• [WHAT YOU SHOULD DO] Set down, please, exactly the lines below that run from the line with "positive clicks: (265, 312) (265, 314)" to the line with "positive clicks: (249, 308) (247, 307)", both lines included.

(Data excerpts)
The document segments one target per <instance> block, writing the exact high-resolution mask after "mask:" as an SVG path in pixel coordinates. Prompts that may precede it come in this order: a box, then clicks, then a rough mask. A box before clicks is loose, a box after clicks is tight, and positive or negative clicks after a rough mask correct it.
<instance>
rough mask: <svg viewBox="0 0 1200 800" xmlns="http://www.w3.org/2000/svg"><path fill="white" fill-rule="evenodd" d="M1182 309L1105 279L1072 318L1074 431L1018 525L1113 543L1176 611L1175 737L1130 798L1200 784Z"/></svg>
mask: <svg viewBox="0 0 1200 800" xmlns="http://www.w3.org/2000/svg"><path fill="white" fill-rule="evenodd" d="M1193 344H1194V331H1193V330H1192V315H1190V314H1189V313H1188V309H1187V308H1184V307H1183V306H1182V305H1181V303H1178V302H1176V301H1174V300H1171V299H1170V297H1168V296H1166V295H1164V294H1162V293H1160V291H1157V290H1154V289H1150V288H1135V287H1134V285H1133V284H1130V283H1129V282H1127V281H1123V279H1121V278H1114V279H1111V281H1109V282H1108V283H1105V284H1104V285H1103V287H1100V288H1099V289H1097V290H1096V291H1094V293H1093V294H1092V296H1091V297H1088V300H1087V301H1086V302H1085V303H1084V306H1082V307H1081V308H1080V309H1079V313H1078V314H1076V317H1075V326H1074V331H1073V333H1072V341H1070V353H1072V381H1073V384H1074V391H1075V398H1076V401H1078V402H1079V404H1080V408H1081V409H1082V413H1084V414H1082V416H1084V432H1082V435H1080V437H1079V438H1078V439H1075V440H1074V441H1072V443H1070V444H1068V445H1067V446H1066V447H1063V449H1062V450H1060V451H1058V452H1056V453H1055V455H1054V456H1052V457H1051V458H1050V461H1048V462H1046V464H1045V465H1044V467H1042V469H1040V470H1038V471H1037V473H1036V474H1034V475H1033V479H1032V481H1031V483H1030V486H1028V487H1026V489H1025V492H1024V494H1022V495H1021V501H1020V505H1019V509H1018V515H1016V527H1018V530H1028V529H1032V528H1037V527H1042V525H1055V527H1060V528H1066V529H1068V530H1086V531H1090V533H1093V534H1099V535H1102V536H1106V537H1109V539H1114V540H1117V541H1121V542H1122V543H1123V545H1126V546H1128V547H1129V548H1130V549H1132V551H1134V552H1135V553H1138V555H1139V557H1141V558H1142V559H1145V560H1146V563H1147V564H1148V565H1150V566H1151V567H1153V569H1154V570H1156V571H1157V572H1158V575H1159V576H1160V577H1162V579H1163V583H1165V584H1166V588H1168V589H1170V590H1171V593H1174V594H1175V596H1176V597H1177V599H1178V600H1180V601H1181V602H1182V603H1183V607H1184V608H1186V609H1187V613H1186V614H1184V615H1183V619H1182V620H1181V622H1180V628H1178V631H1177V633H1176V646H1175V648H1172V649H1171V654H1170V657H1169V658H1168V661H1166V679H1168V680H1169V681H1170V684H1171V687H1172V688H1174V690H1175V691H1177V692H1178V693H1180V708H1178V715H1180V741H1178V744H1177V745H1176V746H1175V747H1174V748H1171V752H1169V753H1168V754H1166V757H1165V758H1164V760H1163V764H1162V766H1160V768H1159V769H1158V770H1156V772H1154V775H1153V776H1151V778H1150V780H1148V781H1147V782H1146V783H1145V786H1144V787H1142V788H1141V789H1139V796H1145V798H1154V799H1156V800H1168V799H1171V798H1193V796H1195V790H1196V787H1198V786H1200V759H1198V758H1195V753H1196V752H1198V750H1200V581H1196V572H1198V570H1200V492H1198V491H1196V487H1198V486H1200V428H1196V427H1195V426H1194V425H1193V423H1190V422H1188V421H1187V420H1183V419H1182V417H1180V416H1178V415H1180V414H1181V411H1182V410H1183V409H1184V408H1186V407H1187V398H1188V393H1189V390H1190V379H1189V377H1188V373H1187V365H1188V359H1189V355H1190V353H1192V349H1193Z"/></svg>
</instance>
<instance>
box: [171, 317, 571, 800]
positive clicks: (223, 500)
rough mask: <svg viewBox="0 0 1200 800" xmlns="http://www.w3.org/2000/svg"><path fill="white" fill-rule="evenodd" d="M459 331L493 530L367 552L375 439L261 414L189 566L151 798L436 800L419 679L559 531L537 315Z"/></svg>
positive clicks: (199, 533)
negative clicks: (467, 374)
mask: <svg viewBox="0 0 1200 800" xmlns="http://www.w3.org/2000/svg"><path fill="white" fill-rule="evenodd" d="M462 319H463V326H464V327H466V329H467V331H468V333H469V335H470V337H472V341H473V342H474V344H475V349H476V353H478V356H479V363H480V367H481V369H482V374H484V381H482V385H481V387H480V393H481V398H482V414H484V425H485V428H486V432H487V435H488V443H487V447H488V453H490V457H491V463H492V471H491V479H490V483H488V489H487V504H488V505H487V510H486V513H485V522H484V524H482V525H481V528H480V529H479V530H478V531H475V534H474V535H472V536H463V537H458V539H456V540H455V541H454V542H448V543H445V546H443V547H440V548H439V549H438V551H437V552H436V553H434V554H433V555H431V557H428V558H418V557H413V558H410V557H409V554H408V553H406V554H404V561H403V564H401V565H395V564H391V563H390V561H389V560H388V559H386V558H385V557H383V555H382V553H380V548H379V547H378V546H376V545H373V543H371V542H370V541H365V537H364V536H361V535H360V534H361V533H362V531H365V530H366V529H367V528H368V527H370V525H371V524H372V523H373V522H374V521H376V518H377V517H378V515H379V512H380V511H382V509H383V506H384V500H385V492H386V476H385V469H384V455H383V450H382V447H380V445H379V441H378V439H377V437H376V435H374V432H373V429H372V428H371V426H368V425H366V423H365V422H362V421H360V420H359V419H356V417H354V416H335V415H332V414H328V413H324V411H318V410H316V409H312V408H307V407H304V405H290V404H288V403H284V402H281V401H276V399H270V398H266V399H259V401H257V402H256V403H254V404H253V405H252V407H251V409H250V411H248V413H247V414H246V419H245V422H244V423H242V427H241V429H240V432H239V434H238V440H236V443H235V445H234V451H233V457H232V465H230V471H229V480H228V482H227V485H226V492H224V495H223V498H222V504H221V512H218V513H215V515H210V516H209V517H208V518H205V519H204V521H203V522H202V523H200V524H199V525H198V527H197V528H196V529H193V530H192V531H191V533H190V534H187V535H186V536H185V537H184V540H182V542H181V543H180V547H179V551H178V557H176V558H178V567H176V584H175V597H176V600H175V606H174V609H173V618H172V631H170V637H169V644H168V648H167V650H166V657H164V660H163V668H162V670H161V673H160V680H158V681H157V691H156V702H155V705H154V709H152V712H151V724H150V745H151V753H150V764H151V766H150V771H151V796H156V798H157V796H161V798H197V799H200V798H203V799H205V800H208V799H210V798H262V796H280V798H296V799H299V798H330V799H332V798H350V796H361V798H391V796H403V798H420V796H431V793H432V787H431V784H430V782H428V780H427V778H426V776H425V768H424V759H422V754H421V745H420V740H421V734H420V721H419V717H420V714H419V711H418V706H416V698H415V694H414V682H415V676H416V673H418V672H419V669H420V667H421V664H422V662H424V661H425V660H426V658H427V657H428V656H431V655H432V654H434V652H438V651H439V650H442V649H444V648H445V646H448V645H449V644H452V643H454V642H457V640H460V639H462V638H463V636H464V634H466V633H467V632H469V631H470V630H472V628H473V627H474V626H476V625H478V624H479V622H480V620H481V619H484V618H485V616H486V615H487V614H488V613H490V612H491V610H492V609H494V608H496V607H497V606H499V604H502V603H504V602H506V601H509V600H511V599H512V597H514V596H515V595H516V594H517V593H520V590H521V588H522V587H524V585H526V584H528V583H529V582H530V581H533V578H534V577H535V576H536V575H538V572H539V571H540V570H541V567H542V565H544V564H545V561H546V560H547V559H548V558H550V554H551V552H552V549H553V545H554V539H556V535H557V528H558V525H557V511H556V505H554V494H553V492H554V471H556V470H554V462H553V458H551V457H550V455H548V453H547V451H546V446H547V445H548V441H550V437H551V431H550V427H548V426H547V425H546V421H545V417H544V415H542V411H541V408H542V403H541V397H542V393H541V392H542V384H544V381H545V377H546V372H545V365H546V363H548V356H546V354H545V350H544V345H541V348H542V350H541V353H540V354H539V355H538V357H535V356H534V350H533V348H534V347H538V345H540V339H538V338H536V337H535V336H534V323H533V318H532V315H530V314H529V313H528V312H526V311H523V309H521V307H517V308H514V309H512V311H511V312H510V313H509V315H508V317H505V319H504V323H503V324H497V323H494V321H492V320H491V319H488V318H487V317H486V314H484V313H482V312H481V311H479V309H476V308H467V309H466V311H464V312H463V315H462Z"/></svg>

...

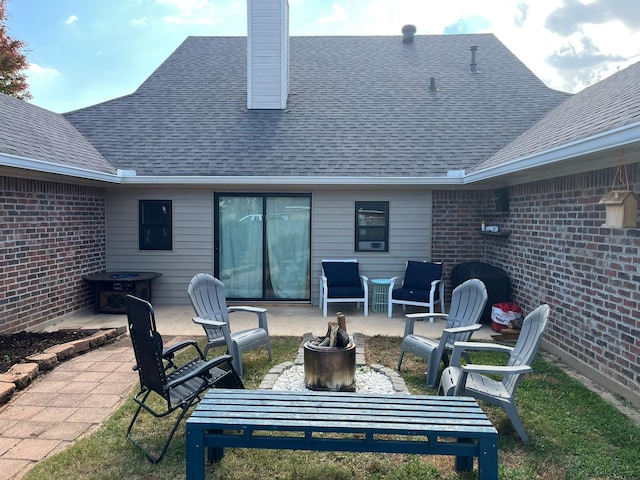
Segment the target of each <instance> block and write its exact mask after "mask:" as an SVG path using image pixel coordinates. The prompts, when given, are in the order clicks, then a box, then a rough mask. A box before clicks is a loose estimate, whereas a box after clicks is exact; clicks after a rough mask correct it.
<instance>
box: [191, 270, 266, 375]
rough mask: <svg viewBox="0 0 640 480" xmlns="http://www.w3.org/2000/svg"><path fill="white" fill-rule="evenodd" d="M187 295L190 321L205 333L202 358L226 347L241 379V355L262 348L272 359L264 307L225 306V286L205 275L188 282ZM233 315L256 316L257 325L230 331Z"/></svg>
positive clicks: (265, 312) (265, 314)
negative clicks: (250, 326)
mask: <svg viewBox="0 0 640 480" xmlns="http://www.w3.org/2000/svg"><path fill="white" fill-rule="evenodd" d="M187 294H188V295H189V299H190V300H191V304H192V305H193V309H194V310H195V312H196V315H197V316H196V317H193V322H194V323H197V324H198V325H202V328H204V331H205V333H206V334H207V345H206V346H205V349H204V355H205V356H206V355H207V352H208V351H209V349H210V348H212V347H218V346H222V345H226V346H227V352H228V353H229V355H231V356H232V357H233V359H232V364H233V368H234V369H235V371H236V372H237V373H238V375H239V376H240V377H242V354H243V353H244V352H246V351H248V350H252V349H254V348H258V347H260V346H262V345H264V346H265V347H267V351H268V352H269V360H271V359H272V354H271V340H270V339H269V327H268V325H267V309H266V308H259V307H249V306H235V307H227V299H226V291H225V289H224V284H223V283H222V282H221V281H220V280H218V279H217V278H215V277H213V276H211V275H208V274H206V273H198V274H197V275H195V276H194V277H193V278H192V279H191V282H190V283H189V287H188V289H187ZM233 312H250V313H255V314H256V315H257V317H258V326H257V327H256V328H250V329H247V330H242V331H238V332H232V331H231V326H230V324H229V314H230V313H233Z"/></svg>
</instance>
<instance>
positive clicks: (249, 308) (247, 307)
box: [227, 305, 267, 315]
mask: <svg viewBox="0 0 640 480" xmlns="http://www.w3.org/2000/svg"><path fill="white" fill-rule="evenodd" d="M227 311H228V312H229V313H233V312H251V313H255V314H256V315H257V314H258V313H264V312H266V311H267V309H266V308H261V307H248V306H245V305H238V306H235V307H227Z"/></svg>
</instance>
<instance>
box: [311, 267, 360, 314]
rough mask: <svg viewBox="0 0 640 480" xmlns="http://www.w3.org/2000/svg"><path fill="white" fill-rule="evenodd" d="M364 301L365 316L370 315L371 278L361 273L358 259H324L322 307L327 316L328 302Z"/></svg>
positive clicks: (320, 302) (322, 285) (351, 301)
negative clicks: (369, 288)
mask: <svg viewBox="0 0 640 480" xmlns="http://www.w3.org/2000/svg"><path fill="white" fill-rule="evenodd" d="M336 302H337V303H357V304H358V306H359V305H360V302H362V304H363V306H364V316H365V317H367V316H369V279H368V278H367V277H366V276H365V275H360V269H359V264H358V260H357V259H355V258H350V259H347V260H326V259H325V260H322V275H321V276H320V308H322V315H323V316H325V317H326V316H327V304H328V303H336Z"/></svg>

• [ANSWER TO THIS PROBLEM]
positive clicks: (265, 312) (265, 314)
negative clicks: (250, 326)
mask: <svg viewBox="0 0 640 480" xmlns="http://www.w3.org/2000/svg"><path fill="white" fill-rule="evenodd" d="M187 294H188V295H189V299H190V300H191V304H192V305H193V309H194V310H195V312H196V315H197V316H196V317H193V322H194V323H197V324H198V325H202V328H204V331H205V333H206V334H207V345H206V346H205V349H204V355H205V356H206V355H207V352H208V351H209V349H210V348H212V347H218V346H222V345H226V346H227V352H228V353H229V355H231V356H232V357H233V359H232V364H233V368H234V369H235V371H236V372H237V373H238V375H239V376H240V377H242V354H243V353H244V352H246V351H248V350H252V349H254V348H258V347H260V346H262V345H264V346H265V347H267V351H268V352H269V360H271V359H272V354H271V340H270V339H269V327H268V325H267V309H266V308H259V307H249V306H235V307H227V299H226V291H225V289H224V284H223V283H222V282H221V281H220V280H218V279H217V278H215V277H213V276H211V275H208V274H206V273H198V274H197V275H195V276H194V277H193V278H192V279H191V282H190V283H189V287H188V289H187ZM233 312H250V313H255V314H256V315H257V317H258V326H257V327H256V328H250V329H247V330H242V331H238V332H232V331H231V326H230V324H229V314H230V313H233Z"/></svg>
</instance>
<instance>
positive clicks: (249, 308) (247, 307)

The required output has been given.